▶ [Data excerpts]
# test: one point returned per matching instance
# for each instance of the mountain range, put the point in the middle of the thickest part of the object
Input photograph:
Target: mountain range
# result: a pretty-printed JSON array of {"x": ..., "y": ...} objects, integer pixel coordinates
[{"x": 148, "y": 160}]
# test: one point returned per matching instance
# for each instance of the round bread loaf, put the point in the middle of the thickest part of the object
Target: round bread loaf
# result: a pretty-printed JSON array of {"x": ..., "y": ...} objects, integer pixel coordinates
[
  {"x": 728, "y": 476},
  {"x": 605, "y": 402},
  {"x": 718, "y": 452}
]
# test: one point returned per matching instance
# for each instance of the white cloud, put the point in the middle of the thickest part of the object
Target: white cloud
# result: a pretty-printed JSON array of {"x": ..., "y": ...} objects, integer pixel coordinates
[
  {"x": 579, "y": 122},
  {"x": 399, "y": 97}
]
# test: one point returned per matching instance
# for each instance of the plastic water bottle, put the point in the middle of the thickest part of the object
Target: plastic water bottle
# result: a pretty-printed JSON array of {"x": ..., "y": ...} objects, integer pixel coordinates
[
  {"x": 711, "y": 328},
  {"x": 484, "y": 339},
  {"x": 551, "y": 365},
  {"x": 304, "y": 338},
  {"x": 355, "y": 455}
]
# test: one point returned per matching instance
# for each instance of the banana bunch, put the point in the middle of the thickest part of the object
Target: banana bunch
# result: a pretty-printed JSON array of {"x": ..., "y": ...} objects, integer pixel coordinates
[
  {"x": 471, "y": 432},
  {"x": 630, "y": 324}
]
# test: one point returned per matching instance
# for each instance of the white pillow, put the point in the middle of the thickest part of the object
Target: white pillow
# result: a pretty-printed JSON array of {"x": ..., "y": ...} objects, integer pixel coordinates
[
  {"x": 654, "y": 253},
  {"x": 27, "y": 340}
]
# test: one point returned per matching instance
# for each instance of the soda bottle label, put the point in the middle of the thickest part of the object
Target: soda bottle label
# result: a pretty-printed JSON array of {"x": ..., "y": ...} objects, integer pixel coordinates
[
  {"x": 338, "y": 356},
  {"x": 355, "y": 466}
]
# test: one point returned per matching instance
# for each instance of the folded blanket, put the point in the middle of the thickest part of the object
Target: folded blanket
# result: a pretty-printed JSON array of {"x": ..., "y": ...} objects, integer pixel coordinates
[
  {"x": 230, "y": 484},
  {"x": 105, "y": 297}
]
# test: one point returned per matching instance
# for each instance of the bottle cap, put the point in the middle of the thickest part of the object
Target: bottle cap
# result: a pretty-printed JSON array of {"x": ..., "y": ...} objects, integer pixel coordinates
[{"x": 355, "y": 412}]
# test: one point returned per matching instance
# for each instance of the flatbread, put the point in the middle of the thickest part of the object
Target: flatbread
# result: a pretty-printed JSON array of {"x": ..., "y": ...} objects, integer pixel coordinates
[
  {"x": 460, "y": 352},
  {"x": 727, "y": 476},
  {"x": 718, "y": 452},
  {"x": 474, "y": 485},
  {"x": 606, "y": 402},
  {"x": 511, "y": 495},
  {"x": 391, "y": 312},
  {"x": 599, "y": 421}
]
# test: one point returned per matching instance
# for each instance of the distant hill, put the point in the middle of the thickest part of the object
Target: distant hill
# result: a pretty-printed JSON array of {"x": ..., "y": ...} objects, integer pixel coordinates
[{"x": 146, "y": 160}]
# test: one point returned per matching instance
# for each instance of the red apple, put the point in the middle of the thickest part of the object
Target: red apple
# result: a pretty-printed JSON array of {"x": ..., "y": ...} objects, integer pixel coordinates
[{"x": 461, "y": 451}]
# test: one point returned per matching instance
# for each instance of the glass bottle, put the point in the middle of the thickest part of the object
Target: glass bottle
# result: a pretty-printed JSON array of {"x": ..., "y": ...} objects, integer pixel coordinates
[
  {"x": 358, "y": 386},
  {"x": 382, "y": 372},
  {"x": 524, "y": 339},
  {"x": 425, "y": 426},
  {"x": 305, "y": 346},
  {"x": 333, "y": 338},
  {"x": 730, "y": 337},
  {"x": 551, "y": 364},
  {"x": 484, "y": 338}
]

▶ [Problem to work on]
An exact reproduction of all the entries above is the expected answer.

▶ [Answer box]
# test: one point returned per matching instance
# for each instance of the mountain range, put the point in the middle of the thickest part of the object
Input photograph:
Target: mountain range
# result: a pretty-printed JSON array of {"x": ..., "y": ...} objects, integer pixel coordinates
[{"x": 148, "y": 160}]
# test: one point returned per matching instance
# for each instance of the round bread loaf, put the point in the middle of the thickest part of the object
Target: round bread loaf
# result: a pretty-printed JSON array of {"x": ..., "y": ...} objects, integer pixel coordinates
[
  {"x": 728, "y": 476},
  {"x": 605, "y": 402},
  {"x": 718, "y": 452}
]
# test: one point returned per matching instance
# for each instance of the white cloud, put the point in the middle of the thickest part of the object
Target: white cloud
# result: a pretty-printed JSON array of {"x": ..., "y": ...} objects, integer pixel coordinates
[
  {"x": 579, "y": 122},
  {"x": 399, "y": 97}
]
# test: one point returned per matching instance
# for each instance of the plastic water bottle, put the point in the middle of the thickest part of the object
Target: plastic water bottle
# result: a pretty-printed JSON array of {"x": ..., "y": ...} objects, integer pixel coordinates
[
  {"x": 711, "y": 328},
  {"x": 484, "y": 339},
  {"x": 551, "y": 365},
  {"x": 304, "y": 338},
  {"x": 355, "y": 455}
]
# test: one point returned per matching instance
# for each instance of the banana bunch, put the point in the middle of the thickest part of the object
Target: banana bunch
# result: a pretty-printed JSON array of {"x": ..., "y": ...} objects, integer pixel coordinates
[
  {"x": 471, "y": 432},
  {"x": 630, "y": 324}
]
# test: one point returned per matching instance
# for each instance of the white pillow, put the point in the middle of the thickest part of the object
Target: white pillow
# result: a pretty-printed JSON array of {"x": ..., "y": ...} objects, integer pixel coordinates
[
  {"x": 654, "y": 253},
  {"x": 27, "y": 340}
]
# test: one point returned per matching instance
# for each instance of the soda bottle label, put the point in the middle of the thickest part of the object
Target: soda bottle label
# result: a pretty-printed JSON array of {"x": ..., "y": ...} objects, integer pixel coordinates
[
  {"x": 338, "y": 356},
  {"x": 355, "y": 466}
]
# test: one point returned per matching instance
# for each instance of the folded blanket, put the point in the middle of the thickest part of the object
Target: folded blanket
# result: a pretty-printed JSON array of {"x": ..., "y": ...} objects, integer pixel coordinates
[
  {"x": 230, "y": 484},
  {"x": 105, "y": 297}
]
# test: one point returned per matching instance
# for each instance of the bottle cap, put the point in the middle of the thickest part of the object
Target: bottle cap
# result: a pretty-printed JSON array of {"x": ..., "y": ...} objects, integer pixel coordinates
[{"x": 355, "y": 412}]
# test: one point returned per matching instance
# for each instance of the flatbread, put the point in the middle of the thickest part of the object
Target: flatbread
# result: a pretty-printed JSON array of {"x": ..., "y": ...} objects, integer pixel coordinates
[
  {"x": 460, "y": 352},
  {"x": 727, "y": 476},
  {"x": 718, "y": 452},
  {"x": 474, "y": 485},
  {"x": 606, "y": 402},
  {"x": 511, "y": 495},
  {"x": 391, "y": 312},
  {"x": 599, "y": 421}
]
# test: one point returned per matching instance
# for each instance of the distant hill, put the point in the middle of the thickest part of the object
Target: distant hill
# result: a pretty-printed JSON array of {"x": ..., "y": ...} objects, integer pixel coordinates
[{"x": 146, "y": 160}]
# test: one point returned per matching instance
# for each instance of the red apple, put the point in the middle of the thickest part of the object
Target: red apple
# result: a pretty-printed JSON array of {"x": ..., "y": ...} objects, integer pixel coordinates
[{"x": 461, "y": 451}]
# test: one point returned per matching instance
# for each instance of the glass bottle, put the point in the middle of the thickest part of the object
Target: glass bottle
# result: a pretty-printed JSON array of {"x": ..., "y": ...} objects, integer pixel coordinates
[
  {"x": 358, "y": 386},
  {"x": 382, "y": 372},
  {"x": 524, "y": 339},
  {"x": 425, "y": 426},
  {"x": 305, "y": 346},
  {"x": 333, "y": 338},
  {"x": 730, "y": 337},
  {"x": 551, "y": 364},
  {"x": 484, "y": 338}
]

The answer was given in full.